**To do:** Reproduce verbatim the stretch of the records below from the line containing "of weather vane in the photo above." through the end of the records, and nothing else.

══ Records to use ══

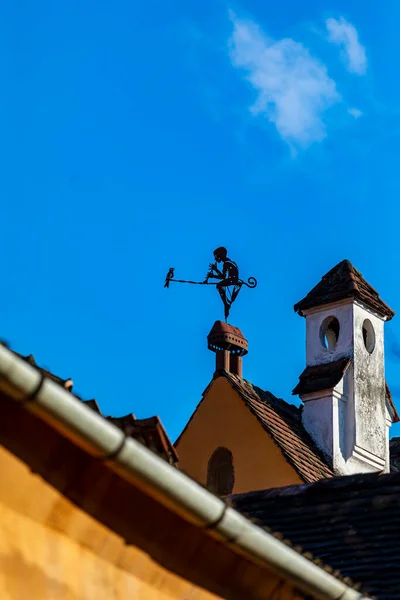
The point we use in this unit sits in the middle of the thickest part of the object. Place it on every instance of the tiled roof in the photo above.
(351, 523)
(149, 432)
(321, 377)
(394, 445)
(282, 421)
(344, 281)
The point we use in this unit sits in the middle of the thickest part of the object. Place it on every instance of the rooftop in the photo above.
(351, 523)
(341, 282)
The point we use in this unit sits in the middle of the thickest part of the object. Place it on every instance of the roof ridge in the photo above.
(285, 429)
(341, 282)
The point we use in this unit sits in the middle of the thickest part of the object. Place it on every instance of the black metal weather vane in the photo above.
(227, 279)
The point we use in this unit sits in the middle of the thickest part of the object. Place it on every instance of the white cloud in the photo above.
(293, 87)
(355, 112)
(345, 35)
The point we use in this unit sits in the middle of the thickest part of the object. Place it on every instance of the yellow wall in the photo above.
(222, 419)
(49, 549)
(73, 529)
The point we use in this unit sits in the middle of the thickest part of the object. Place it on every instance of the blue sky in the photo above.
(139, 136)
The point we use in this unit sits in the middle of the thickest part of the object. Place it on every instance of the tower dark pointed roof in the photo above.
(344, 281)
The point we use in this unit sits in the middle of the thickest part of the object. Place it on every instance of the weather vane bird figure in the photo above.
(228, 283)
(170, 275)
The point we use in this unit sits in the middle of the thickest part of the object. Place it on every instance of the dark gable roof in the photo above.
(321, 377)
(351, 523)
(282, 421)
(316, 378)
(149, 432)
(344, 281)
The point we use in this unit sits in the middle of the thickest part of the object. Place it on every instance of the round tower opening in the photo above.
(329, 332)
(368, 336)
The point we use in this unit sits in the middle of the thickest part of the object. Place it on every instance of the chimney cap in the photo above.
(227, 337)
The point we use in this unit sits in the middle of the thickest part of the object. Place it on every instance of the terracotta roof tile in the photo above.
(351, 523)
(282, 421)
(315, 378)
(344, 281)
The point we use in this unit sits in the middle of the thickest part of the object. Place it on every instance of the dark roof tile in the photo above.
(149, 432)
(351, 523)
(321, 377)
(344, 281)
(282, 421)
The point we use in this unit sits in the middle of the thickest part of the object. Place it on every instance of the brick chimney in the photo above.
(229, 346)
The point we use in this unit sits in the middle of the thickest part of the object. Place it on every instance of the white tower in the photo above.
(347, 405)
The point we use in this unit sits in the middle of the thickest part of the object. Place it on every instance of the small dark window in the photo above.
(329, 332)
(220, 475)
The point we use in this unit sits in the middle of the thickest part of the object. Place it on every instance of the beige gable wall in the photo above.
(223, 419)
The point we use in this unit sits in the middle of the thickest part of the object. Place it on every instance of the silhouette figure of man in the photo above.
(229, 276)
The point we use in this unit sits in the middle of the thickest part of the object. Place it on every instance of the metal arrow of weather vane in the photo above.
(227, 279)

═══

**Response:**
The point we use in this unit sits in the middle of the thickest part of the object. Place it on every instance of the metal arrow of weather vane in the photo above.
(227, 279)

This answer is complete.